--- START OF PAGE EXTRACT ---
The proposed model achieves the highest accuracy as it combines ensemble learning with preprocessing techniques such as SMOTE, which helps in handling imbalanced data. Additionally, the use of SHAP and LIME improves model interpretability by providing insights into feature importance and prediction behaviour [22].
However, the improved performance comes with certain limitations. The use of ensemble methods and XAI techniques increases computational complexity and requires more processing time. This may limit the applicability of the model in real-time systems.
CONCLUSION
This research aims to address the limitations of decision tree models particularly the problem of overfitting and lack of interpretability. To overcome these limitations, ensemble learning techniques such as Bagging and Boosting were applied to improve prediction accuracy and model stability. In addition explainable artificial intelligence (XAI) methods such as SHAP and LIME were integrated to enhance model transparency and provide insights into feature importance.
The experimental results demonstrated that the proposed approach significantly outperforms the traditional decision tree model in terms of accuracy, precision, recall, and F1score. The use of ensemble learning techniques helped in reducing overfitting while explainable artificial methods improves the understanding of the model. However , the integration of these techniques increases computational complexity and may affect real- time applicability.
--- END OF PAGE EXTRACT ---
### WRITTEN EXERCISE 1
Pick out each line of the entries below that contains the word "window", and copy those lines in full.
--- START OF DATA FOR THIS TASK ---
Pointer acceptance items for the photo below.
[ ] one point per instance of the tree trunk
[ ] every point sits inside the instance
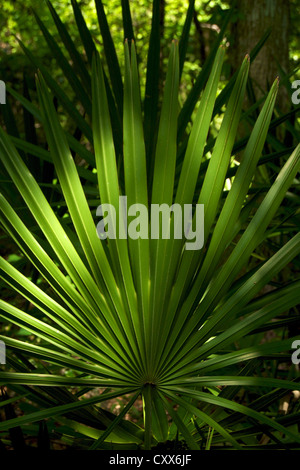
(254, 19)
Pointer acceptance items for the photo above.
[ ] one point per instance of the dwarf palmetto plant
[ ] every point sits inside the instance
(146, 318)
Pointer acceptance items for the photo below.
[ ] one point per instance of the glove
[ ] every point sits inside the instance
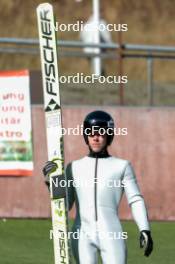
(49, 167)
(146, 242)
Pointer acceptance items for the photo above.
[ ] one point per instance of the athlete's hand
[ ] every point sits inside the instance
(49, 167)
(146, 242)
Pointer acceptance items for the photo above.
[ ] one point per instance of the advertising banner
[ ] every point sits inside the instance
(15, 124)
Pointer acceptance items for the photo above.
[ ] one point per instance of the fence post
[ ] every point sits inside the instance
(150, 81)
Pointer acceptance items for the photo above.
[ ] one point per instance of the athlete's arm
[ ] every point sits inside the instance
(138, 208)
(50, 167)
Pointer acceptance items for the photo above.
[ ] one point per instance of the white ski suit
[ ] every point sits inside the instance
(97, 186)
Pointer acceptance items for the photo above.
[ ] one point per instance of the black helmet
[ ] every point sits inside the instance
(99, 119)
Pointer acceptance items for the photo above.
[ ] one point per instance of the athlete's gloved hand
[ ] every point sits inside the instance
(146, 242)
(49, 167)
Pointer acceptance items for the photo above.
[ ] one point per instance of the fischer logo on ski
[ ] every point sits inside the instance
(53, 118)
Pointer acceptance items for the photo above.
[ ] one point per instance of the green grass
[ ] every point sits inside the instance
(27, 242)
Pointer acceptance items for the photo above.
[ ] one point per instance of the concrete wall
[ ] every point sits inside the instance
(149, 145)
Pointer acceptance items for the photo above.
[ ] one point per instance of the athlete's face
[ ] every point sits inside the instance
(97, 142)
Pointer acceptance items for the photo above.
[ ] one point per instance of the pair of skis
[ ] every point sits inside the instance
(53, 119)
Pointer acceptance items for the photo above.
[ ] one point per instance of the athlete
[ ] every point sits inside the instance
(96, 184)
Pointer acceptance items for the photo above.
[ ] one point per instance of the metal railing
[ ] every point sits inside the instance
(149, 52)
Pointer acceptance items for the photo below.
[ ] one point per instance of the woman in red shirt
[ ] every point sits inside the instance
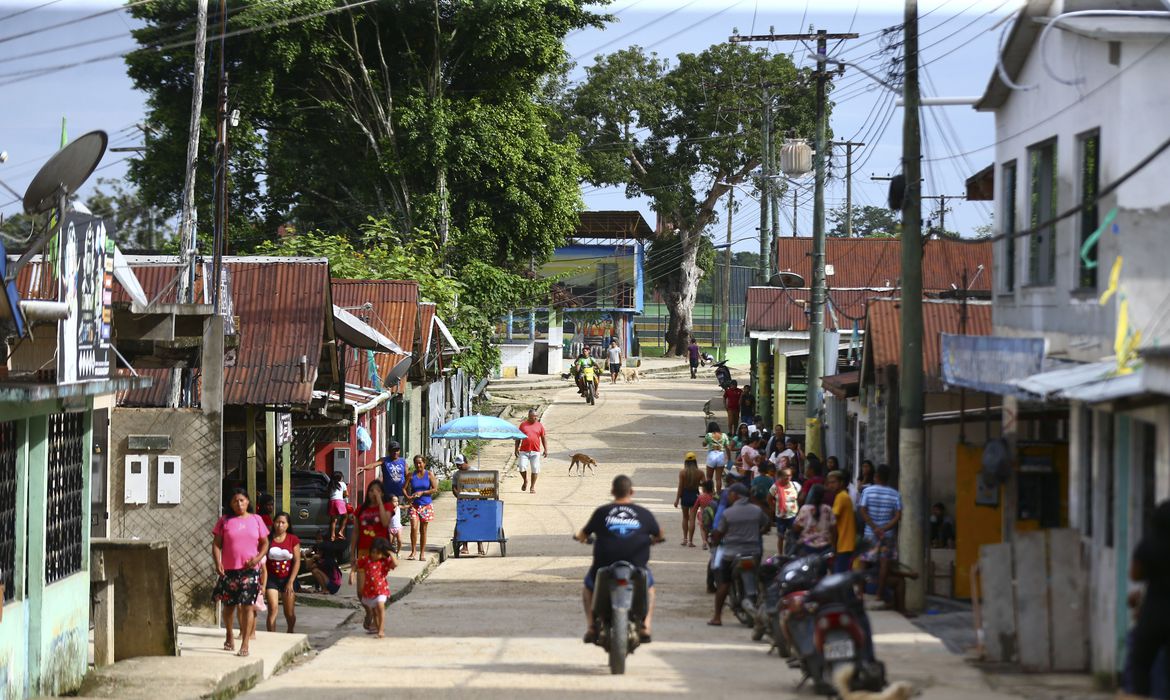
(372, 522)
(283, 564)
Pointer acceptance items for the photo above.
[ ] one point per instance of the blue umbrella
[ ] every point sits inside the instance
(477, 427)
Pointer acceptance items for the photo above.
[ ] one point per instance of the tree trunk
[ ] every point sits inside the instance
(680, 297)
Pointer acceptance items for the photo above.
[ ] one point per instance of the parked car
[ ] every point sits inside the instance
(308, 503)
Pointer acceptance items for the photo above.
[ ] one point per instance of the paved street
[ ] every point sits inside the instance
(508, 628)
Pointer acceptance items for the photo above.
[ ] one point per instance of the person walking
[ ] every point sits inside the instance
(846, 521)
(718, 453)
(737, 532)
(731, 397)
(881, 509)
(816, 523)
(283, 565)
(690, 479)
(420, 487)
(614, 357)
(239, 542)
(530, 450)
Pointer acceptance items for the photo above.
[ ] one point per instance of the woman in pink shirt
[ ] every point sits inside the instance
(239, 546)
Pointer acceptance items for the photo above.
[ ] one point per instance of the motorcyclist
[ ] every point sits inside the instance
(585, 359)
(623, 532)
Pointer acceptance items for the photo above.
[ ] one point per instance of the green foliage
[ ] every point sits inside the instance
(868, 221)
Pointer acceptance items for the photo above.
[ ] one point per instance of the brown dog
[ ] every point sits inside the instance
(579, 461)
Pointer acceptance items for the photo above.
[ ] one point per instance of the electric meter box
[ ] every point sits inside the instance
(137, 489)
(170, 478)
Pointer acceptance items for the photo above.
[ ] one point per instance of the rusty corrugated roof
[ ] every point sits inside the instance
(282, 303)
(393, 310)
(775, 309)
(883, 329)
(872, 262)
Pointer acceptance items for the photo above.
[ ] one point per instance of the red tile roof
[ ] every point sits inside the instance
(868, 262)
(394, 310)
(883, 329)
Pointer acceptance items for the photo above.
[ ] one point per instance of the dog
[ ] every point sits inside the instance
(897, 691)
(579, 461)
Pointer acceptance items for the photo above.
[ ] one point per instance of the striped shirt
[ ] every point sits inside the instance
(881, 502)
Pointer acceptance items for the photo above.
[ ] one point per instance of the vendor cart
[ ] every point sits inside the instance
(479, 510)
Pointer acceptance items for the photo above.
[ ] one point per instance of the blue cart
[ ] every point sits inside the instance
(479, 514)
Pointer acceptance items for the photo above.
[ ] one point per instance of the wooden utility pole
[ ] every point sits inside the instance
(848, 183)
(912, 467)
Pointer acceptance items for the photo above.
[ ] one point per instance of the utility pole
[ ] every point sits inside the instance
(910, 439)
(725, 306)
(186, 286)
(848, 183)
(765, 186)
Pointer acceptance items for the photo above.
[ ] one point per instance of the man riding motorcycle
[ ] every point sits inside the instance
(623, 533)
(579, 371)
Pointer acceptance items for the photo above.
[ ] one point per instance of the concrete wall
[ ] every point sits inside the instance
(1127, 102)
(187, 525)
(43, 636)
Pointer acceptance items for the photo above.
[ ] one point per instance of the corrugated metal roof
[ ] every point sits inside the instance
(771, 308)
(282, 303)
(393, 310)
(869, 262)
(883, 329)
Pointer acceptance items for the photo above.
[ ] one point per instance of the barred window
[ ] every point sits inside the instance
(8, 448)
(66, 496)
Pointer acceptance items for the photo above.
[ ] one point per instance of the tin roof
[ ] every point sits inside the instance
(873, 262)
(393, 309)
(282, 303)
(883, 329)
(776, 309)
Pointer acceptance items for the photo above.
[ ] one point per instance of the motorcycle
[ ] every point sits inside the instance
(722, 373)
(841, 637)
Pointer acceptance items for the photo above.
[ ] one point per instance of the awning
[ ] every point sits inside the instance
(358, 334)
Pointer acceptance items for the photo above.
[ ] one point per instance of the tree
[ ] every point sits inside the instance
(868, 221)
(682, 136)
(427, 115)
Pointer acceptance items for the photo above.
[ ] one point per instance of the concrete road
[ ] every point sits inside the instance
(511, 628)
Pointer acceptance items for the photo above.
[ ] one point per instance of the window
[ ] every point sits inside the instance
(1089, 146)
(1043, 207)
(1009, 226)
(66, 493)
(8, 448)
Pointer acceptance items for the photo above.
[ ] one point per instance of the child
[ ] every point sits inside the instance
(338, 507)
(396, 525)
(376, 568)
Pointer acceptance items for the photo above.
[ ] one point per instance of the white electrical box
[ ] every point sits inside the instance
(137, 479)
(170, 478)
(342, 460)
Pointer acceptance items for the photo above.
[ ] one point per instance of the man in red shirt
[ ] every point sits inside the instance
(530, 450)
(731, 396)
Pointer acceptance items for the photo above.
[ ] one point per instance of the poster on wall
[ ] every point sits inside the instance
(85, 283)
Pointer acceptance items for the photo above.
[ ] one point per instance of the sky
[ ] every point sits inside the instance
(957, 41)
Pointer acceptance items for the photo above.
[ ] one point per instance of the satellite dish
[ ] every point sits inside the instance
(786, 279)
(396, 375)
(64, 172)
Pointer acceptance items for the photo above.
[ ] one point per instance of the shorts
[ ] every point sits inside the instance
(591, 577)
(424, 513)
(530, 460)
--- END OF DATA FOR THIS TASK ---
### WRITTEN EXERCISE 2
Extract the full passage above on ensemble learning and explainable AI for decision tree models, and reproduce it word for word.

### EXERCISE SOLUTION 1
[ ] one point per instance of the barred window
[ ] one point per instance of the window

### EXERCISE SOLUTION 2
The proposed model achieves the highest accuracy as it combines ensemble learning with preprocessing techniques such as SMOTE, which helps in handling imbalanced data. Additionally, the use of SHAP and LIME improves model interpretability by providing insights into feature importance and prediction behaviour [22].
However, the improved performance comes with certain limitations. The use of ensemble methods and XAI techniques increases computational complexity and requires more processing time. This may limit the applicability of the model in real-time systems.
CONCLUSION
This research aims to address the limitations of decision tree models particularly the problem of overfitting and lack of interpretability. To overcome these limitations, ensemble learning techniques such as Bagging and Boosting were applied to improve prediction accuracy and model stability. In addition explainable artificial intelligence (XAI) methods such as SHAP and LIME were integrated to enhance model transparency and provide insights into feature importance.
The experimental results demonstrated that the proposed approach significantly outperforms the traditional decision tree model in terms of accuracy, precision, recall, and F1score. The use of ensemble learning techniques helped in reducing overfitting while explainable artificial methods improves the understanding of the model. However , the integration of these techniques increases computational complexity and may affect real- time applicability.